◆ **INSTRUCTIONS TO FOLLOW**:
Return each line of the listing that contains the string "cluster".

##### WORKING DATA #####

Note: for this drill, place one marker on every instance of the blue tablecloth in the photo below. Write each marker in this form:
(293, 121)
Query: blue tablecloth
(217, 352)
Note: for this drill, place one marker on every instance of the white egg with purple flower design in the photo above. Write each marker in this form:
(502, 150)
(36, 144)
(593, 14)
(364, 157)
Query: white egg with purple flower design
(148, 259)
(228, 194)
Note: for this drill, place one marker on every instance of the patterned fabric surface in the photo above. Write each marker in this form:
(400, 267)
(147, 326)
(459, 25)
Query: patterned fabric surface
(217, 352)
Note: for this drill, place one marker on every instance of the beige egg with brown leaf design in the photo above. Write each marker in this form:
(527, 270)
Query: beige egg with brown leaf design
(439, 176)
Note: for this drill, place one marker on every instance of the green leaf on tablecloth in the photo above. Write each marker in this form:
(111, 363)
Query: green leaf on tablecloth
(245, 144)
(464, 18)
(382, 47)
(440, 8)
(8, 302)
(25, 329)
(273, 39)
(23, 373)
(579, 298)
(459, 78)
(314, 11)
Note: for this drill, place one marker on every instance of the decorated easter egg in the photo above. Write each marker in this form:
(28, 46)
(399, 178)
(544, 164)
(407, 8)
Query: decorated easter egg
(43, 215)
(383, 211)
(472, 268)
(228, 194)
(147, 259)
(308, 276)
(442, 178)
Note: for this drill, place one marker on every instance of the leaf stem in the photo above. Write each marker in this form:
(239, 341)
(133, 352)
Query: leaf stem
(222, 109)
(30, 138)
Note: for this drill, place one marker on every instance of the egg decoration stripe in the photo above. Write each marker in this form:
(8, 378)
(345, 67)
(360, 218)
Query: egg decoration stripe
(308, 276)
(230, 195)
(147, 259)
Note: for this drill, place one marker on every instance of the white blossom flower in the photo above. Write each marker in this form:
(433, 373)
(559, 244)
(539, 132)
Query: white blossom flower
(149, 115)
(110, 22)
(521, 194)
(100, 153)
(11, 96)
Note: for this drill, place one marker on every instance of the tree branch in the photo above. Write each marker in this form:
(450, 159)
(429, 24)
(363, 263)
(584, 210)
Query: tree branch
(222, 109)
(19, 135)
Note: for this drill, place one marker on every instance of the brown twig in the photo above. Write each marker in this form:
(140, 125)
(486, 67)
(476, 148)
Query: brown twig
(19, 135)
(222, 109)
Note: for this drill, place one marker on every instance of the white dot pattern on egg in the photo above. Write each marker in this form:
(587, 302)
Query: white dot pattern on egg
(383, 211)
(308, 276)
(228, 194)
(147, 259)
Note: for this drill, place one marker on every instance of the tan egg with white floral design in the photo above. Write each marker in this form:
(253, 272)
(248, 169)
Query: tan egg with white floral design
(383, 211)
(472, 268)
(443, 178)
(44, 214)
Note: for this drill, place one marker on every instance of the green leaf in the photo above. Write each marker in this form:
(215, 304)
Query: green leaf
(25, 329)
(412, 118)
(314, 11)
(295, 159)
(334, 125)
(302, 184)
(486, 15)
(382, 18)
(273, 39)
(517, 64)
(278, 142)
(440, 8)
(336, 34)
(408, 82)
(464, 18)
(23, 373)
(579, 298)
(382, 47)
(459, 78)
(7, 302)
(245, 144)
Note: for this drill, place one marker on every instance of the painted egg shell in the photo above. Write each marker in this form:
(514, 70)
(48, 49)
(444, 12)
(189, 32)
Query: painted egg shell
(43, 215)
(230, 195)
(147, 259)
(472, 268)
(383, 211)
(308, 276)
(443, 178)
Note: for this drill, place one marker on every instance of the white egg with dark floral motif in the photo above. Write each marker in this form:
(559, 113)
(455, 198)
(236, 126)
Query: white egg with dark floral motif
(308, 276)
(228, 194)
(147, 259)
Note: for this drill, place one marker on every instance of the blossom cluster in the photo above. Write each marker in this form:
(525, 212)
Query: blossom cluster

#####

◆ **COMPLETED TASK**:
Note: for this drill, place one marker on every instance of the blossom cluster in the photo above. Write each marker in this form:
Query: blossom cluster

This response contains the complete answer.